Segment Start: Supplied passage

I don’t manage them all every day, but if I manage four out of six, I feel pretty good about myself.

My routine also included things that I classed as ‘High-Quality Leisure’. Unsurprisingly watching T.V, playing video games and spending time looking at social media or apps on my phone does not cut it.

High-Quality Leisure Activities are things that make me feel creative, purposeful and useful. I’ll share with you mine, but yours, I’m sure will be different. Have a think about at least six things would be great for you. Mine are:

  • Reading a non-fiction book
  • Learning the piano
  • Writing an article for the blog
  • Yoga class
  • Gardening
  • Playing a board game with Phil
  • Learning a new recipe
  • Walking in the Peak District Park
  • Speaking to a friend on the phone (texts don’t count)
  • Speaking to a family member on the phone (again, texts don’t count)

Out of the ten activities I class as high-quality I try and manage at least three a day. It keeps me occupied with things I enjoy which make me feel more connected to myself or my friends. I highly recommend spending a bit of time working out what your high-quality activities are, and focus on doing some of them every day.

You don’t have to throw away your TV Remote completely (although leaving TV to the evening may be a good move) but doing less passive activities and more high-quality leisure activities will make you feel better. I promise.

5. Keep your living space clean.

It’s all about respecting your space as much as you should respect yourself.

Lockdown has meant that we are spending more time at home than ever. It’s a great time to look at your home and work out if there are any changes you want to make. This isn’t about spending lots on DIY projects or new furniture, but about clearing your home of clutter and making it a relaxing and peaceful space to be in.

I can’t go too deep into the benefits of minimalism in this post but many of you already have heard of people like Marie Kondo helping others create relaxing and calm home spaces. It’s all about making sure everything in your home has a purpose. Whether that’s a picture you love looking at, clothes you love to wear or books you love to read.

Phil and I moved into our new rented home at the end of last year and we’ve had a chance to finish a few DIY projects. Overall we just wanted a lovely space to enjoy, part of that is keeping our house clean and tidy.

Zen Habits has a great guide on decluttering that can get you started. But in general, I recommend just trying to put in place a cleaning routine that works for you.

Segment End: Supplied passage
Segment Start: Dataset entries

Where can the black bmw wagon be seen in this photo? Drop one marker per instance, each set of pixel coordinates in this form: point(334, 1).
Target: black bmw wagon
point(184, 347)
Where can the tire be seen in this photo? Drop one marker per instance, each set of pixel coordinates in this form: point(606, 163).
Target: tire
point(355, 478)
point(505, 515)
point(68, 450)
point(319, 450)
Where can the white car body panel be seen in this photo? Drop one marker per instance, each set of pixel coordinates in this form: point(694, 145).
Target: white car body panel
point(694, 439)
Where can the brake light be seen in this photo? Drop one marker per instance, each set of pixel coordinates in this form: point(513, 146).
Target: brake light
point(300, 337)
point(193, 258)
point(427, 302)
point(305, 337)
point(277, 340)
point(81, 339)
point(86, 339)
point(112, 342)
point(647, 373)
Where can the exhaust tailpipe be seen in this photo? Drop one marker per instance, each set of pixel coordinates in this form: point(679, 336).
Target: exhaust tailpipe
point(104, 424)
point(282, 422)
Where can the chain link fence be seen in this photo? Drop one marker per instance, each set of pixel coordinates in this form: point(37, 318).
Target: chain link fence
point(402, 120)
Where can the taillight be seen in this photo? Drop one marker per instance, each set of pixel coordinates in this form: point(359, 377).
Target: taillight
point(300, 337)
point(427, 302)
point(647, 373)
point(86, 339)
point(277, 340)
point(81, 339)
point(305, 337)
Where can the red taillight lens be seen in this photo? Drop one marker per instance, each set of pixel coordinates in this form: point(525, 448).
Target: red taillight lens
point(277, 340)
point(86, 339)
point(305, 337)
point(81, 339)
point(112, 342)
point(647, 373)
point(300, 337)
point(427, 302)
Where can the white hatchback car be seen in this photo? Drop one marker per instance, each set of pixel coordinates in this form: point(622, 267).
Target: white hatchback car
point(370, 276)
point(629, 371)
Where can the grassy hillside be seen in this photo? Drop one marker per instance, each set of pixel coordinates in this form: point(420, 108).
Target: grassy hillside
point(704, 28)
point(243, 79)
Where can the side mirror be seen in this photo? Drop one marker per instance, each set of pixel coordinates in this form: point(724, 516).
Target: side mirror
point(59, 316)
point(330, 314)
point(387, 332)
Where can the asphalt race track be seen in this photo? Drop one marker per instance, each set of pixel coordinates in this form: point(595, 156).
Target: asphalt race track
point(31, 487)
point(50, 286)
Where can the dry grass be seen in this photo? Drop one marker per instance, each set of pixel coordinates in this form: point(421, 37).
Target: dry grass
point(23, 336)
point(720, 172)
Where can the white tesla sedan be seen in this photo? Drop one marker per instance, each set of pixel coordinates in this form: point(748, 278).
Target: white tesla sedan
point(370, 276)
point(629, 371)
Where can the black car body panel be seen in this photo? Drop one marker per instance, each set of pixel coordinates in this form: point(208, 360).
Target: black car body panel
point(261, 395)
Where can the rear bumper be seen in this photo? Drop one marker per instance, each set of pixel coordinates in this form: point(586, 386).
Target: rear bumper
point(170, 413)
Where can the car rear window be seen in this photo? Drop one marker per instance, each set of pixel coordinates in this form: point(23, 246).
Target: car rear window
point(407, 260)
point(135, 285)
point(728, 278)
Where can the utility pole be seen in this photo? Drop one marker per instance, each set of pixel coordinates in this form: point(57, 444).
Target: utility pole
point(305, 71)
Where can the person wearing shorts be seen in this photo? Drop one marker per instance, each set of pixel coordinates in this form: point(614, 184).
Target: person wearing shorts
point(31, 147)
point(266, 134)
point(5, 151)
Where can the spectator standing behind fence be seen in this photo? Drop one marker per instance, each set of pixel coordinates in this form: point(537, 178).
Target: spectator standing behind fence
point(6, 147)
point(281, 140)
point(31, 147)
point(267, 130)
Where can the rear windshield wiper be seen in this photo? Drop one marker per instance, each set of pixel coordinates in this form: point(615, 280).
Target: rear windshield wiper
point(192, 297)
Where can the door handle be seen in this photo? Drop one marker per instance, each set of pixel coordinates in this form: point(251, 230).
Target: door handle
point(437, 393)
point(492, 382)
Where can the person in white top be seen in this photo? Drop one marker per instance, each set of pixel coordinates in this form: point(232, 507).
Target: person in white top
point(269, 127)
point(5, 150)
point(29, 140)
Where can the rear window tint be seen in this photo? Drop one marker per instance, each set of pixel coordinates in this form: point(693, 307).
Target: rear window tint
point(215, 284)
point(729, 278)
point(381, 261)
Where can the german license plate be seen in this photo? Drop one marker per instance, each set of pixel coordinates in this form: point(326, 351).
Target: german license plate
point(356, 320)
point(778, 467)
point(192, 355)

Segment End: Dataset entries

→ Activity
Write the next few paragraphs of the lockdown self-care passage, picking up after its advice on setting a cleaning routine.

→ Exercise result
Simple things like making your bed in the morning, choosing a specific day to do laundry and making sure the dishes are done every day are all things to help you feel calm and relaxed at home.

I can guarantee that relaxing in a clean house will make you feel good. I have to admit I am a bit of a clean freak, and a quick once over of the house once a day before dinner takes me less than fifteen minutes. It also means I can relax for the evening. Just before bed, I do the last of the day’s dishes and tidy the lounge.

Simple quick habits that I have developed over the years that help me and that may help you include:

  • Making my bed first thing in the morning
  • Putting last nights dishes away while I make the coffee in the morning
  • Washing meal dishes straight away and wipe down kitchen sides
  • Not letting the bins overflow and taking out recycling straight away
  • Before I make dinner, spend 15 minutes tidying up rooms upstairs and downstairs (dishes etc)
  • Vacuum carpets and sweep floors at least once a week (Usually Sundays)
  • Clean bathroom at least once a week (Usually Sundays)
  • Wash laundry whenever the basket is full
  • When laundry is dry put away straight away

These are habits to help you through lockdown and beyond

I’m sure you all have your own habits or changes that you have made since the lockdown. I wanted to share these five with you as these are what I have found most helpful in keeping a positive mindset and looking after my mental health during the lockdown.

I’ll be sharing with you the specific things I have been looking at in regards to business in the coming weeks, so let me know if you have any thoughts or questions below. I would love to hear them. Perhaps you could share the habits that have helped you through Lockdown?